## Start Selected passage

Korean Oddities

I’m going to use this blog to just start listing some of the cultural oddities that Koreans have. At least, odd in the sense that they’re different from America.

  • You know the little limp-wristed wave you use to wave goodbye to a little kid? That’s “come here” in Korea. The first time my boss did that to me I just kind of sat there and looked at him really weirdly. It took him three tries before he just said “come here”.
  • Remove your shoes at the door. Always. Once when Mr. Lee was in my apartment,  I was getting ready to leave so I had my shoes on and he let a little “Aiiyeee!” when he saw them. Big no no, even for a silly miguk (American).
  • Be prepared to sit on the floor at restaurants. All authentic Korean restaurants that serve anything above “fast food” will have tables about a foot off the floor. Restaurants that serve Western food will all have regular tables and chairs, though. Some restaurants may offer both floor and regular tables. If you go with Koreans, they won’t even consider not sitting on the floor.
  • Don’t lay your chopsticks directly on the table. The table is “dirty”. The floor, however, is not.
  • Dog is still eaten by people in Korea. Not only is it delicious, but also apparently good for you. I don’t know if there’s science to support this, but it’s a widely held belief that dog meat is good for you. Even people who don’t particularly like dog meat, or kaegolgi, will eat it several times a year, just to keep their pipes running smoothly.
  • Cats are not eaten in Korea.
  • In fact, cats aren’t a very common pet here. Several people I’ve talked to say that Koreans are unsettled by their eyes. Also, pointy claws are hurt-y. Every Korean I’ve told that I like cats seems really surprised.
  • Koreans are extremely competitive. This has contributed to the country’s growing problem in addiction to video games. Yes, this is a legitimate concern in this country. There have been numerous stories of people dying, or their children dying, after extended gaming periods.
  • Korean men aren’t nearly as concerned with maintaining a masculine image. At least, not what a Westerner would think of as masculine. A lot of young guys are all about skinny jeans, feminine hair cuts, carrying bags that look suspiciously like purses, and I’ve even seen one guy putting on lip gloss. Despite this, most Koreans will insist that there are no gay people in Korea.
  • On a related note, two guys showing affection towards each other is a lot more common. Particularly amongst kids and older men. It’s completely normal to see school aged kids or elderly men walking down the street holding hands. For no goddamn reason at all. They’re just friends.
  • Also, being naked around each other is another normal Korean activity. Jjimjilbangs are public saunas/bath houses where men and women (in separate areas) can hang out in the nude getting sweaty 24 hours a day if they so choose. Also, the natural curiosity of Koreans will tend to make it seem like people are checking out your junk. They just want to see what kind of heat you’re packing.
  • Dating is different in Korea. First of all, there’s a lot of pressure on Korean women to get married before they turn 30 years old. Secondly, while Americans may date 2-3 year before they pop the question, Koreans tend to do it much sooner. Usually under a year. Koreans actually think it’s bad to know someone too well before you marry them. I’m not sure exactly why. Meeting the parents is an even bigger deal for Koreans. If a girl brings a guy home to her family, it’s completely normal for the parents to ask them when they’re getting married. It’s expected that if the relationship is serious enough to bring the parents into it that the two must’ve already decided on a marriage date.

## End Selected passage
## Start Raw records

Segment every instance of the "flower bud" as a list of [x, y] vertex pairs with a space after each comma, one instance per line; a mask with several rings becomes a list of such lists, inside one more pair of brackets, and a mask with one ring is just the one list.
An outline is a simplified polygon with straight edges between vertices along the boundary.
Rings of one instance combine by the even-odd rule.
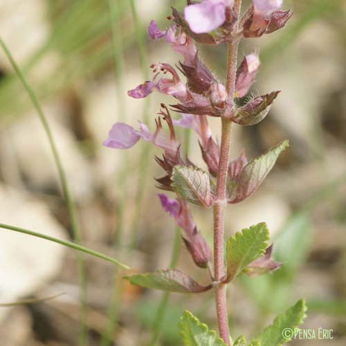
[[216, 108], [224, 109], [228, 98], [224, 85], [221, 83], [212, 83], [209, 92], [212, 104]]

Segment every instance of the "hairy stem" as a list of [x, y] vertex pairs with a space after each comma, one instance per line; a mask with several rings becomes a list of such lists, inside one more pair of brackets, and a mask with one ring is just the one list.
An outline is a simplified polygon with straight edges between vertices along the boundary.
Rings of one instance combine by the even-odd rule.
[[[235, 12], [237, 15], [237, 22], [239, 22], [241, 5], [242, 0], [236, 0], [235, 1], [234, 8]], [[239, 46], [237, 24], [235, 26], [235, 28], [231, 40], [228, 43], [228, 55], [227, 61], [226, 89], [232, 104], [233, 103], [235, 89]], [[217, 201], [214, 206], [214, 280], [216, 282], [215, 300], [219, 332], [224, 342], [227, 345], [230, 345], [227, 313], [226, 286], [221, 282], [221, 280], [225, 274], [224, 262], [225, 211], [227, 206], [227, 170], [230, 156], [232, 122], [229, 119], [222, 118], [221, 126], [220, 156], [217, 182]]]

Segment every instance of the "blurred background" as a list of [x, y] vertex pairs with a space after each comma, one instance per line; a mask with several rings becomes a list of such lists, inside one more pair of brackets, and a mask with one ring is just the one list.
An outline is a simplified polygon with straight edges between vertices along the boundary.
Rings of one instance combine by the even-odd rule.
[[[242, 54], [260, 48], [262, 69], [253, 92], [282, 93], [259, 125], [234, 127], [232, 157], [243, 148], [255, 156], [284, 138], [291, 147], [253, 197], [228, 208], [226, 219], [228, 237], [266, 221], [275, 260], [284, 265], [272, 275], [242, 277], [229, 288], [231, 333], [251, 340], [304, 298], [304, 328], [331, 329], [334, 339], [291, 345], [345, 345], [346, 3], [284, 3], [295, 12], [288, 26], [241, 47]], [[152, 130], [160, 102], [172, 103], [157, 94], [130, 99], [127, 90], [151, 78], [150, 64], [177, 63], [179, 57], [163, 41], [149, 41], [147, 30], [152, 19], [166, 28], [170, 6], [181, 10], [185, 5], [183, 0], [1, 0], [0, 37], [51, 127], [82, 244], [129, 264], [131, 273], [177, 262], [176, 268], [203, 283], [206, 273], [194, 266], [157, 198], [153, 177], [162, 172], [154, 156], [160, 151], [145, 143], [126, 152], [102, 145], [116, 121], [136, 127], [140, 120]], [[199, 48], [224, 80], [226, 47]], [[219, 120], [210, 124], [219, 139]], [[194, 134], [181, 131], [179, 137], [189, 145], [189, 157], [205, 167]], [[193, 212], [211, 242], [212, 213], [198, 208]], [[46, 135], [3, 51], [0, 223], [73, 239]], [[216, 328], [212, 292], [168, 295], [144, 290], [122, 280], [129, 271], [91, 256], [82, 260], [86, 280], [80, 284], [75, 251], [1, 230], [0, 304], [19, 304], [0, 307], [0, 345], [177, 345], [176, 325], [185, 309]], [[28, 299], [32, 304], [21, 304]], [[80, 331], [81, 320], [87, 331]]]

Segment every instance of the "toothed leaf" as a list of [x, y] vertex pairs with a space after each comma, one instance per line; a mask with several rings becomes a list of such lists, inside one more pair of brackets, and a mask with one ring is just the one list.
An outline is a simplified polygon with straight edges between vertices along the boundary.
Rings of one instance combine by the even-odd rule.
[[237, 232], [227, 242], [227, 281], [230, 282], [251, 262], [263, 256], [269, 240], [264, 223]]
[[199, 293], [208, 291], [211, 286], [201, 286], [193, 279], [176, 269], [158, 271], [156, 273], [145, 273], [131, 276], [125, 276], [125, 279], [131, 284], [146, 289], [161, 289], [181, 293]]
[[211, 206], [210, 181], [205, 172], [192, 166], [175, 166], [172, 181], [181, 199], [206, 208]]
[[227, 346], [217, 334], [201, 323], [190, 311], [185, 311], [179, 327], [184, 346]]
[[[267, 327], [263, 333], [256, 338], [249, 346], [258, 345], [260, 346], [281, 346], [288, 343], [292, 340], [295, 329], [302, 324], [304, 318], [306, 317], [306, 311], [305, 301], [302, 299], [288, 309], [286, 312], [279, 315], [274, 320], [273, 325]], [[284, 331], [286, 329], [287, 334]]]
[[228, 183], [230, 187], [228, 189], [228, 203], [239, 203], [252, 194], [274, 167], [279, 155], [287, 147], [289, 141], [284, 140], [248, 163], [237, 177], [235, 192], [232, 189], [232, 184]]

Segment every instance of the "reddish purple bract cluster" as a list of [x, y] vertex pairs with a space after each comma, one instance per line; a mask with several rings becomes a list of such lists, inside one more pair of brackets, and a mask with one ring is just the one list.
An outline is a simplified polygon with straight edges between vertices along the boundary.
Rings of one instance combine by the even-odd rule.
[[[248, 94], [259, 71], [258, 52], [250, 53], [240, 64], [233, 98], [228, 95], [226, 86], [202, 62], [194, 42], [221, 44], [235, 39], [235, 35], [237, 39], [241, 39], [259, 37], [273, 33], [284, 26], [292, 15], [291, 11], [280, 10], [282, 6], [282, 0], [253, 0], [252, 6], [239, 21], [239, 26], [236, 32], [235, 22], [237, 15], [235, 14], [233, 0], [189, 1], [183, 12], [172, 9], [173, 24], [166, 30], [161, 30], [156, 22], [152, 21], [149, 26], [149, 36], [152, 39], [165, 39], [181, 55], [182, 61], [178, 69], [185, 81], [182, 80], [177, 69], [169, 64], [152, 65], [154, 73], [152, 80], [130, 90], [128, 95], [134, 98], [142, 98], [156, 91], [172, 96], [176, 103], [171, 105], [170, 109], [161, 104], [154, 134], [150, 133], [147, 126], [141, 122], [138, 130], [117, 122], [104, 143], [105, 146], [111, 148], [128, 149], [141, 138], [163, 149], [162, 158], [156, 157], [156, 160], [165, 175], [156, 181], [160, 188], [175, 192], [176, 199], [171, 199], [162, 194], [159, 194], [159, 198], [163, 208], [183, 230], [184, 242], [195, 263], [201, 267], [207, 266], [210, 262], [211, 251], [197, 230], [187, 201], [208, 208], [215, 200], [215, 179], [218, 174], [220, 149], [212, 136], [207, 117], [221, 117], [242, 126], [255, 125], [267, 115], [279, 91], [251, 98], [242, 106], [238, 105], [237, 99]], [[212, 35], [210, 34], [212, 31]], [[180, 117], [172, 119], [172, 110], [181, 113]], [[162, 120], [165, 122], [168, 131], [163, 129]], [[201, 154], [209, 176], [207, 173], [201, 173], [190, 159], [183, 159], [181, 156], [181, 146], [174, 131], [176, 126], [192, 129], [198, 134]], [[248, 160], [244, 152], [232, 161], [228, 169], [228, 203], [239, 203], [253, 194], [286, 145], [286, 143], [281, 143], [252, 161]], [[271, 160], [273, 164], [266, 163]], [[263, 167], [264, 164], [266, 164], [264, 169], [258, 169], [260, 165]], [[180, 170], [179, 172], [177, 167]], [[190, 170], [188, 172], [191, 174], [184, 176], [186, 172], [182, 170], [182, 167]], [[180, 190], [176, 188], [178, 179], [181, 178], [179, 174], [183, 176], [188, 185], [191, 185], [191, 191], [182, 192], [185, 186]], [[204, 179], [203, 174], [207, 174], [208, 181], [202, 193], [194, 184], [197, 177]], [[191, 195], [189, 196], [189, 193]], [[208, 201], [203, 199], [206, 198], [205, 196], [208, 196]], [[268, 248], [263, 259], [249, 266], [248, 273], [255, 275], [258, 271], [276, 269], [279, 264], [271, 261], [271, 248]]]

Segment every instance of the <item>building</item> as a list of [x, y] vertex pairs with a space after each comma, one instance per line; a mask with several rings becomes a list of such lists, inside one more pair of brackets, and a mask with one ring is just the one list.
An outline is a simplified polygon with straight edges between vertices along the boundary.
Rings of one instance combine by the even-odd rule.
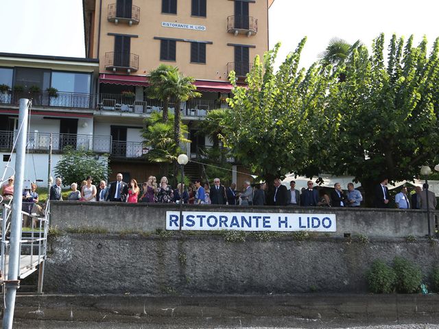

## End Raw records

Given problem 1.
Decide whether each statement agrees with the Korean oddities blog post. Answer yes or no for each, and quote the words from the post that settle it.
(a) Cats are eaten in Korea.
(b) Koreans tend to propose after less than a year of dating.
(c) Restaurants serving Western food seat diners at tables about a foot off the floor.
Given problem 2. According to the Korean oddities blog post, what is the Korean word for dog meat?
Given problem 3. Repeat word for word the section of the Korean oddities blog post that begins with the words "I’m going to" and ends with "different from America.".

Expected answer 1.
(a) No: "Cats are not eaten in Korea."
(b) Yes: "Usually under a year."
(c) No: "Restaurants that serve Western food will all have regular tables and chairs, though."

Expected answer 2. Kaegolgi.

Expected answer 3.
I’m going to use this blog to just start listing some of the cultural oddities that Koreans have. At least, odd in the sense that they’re different from America.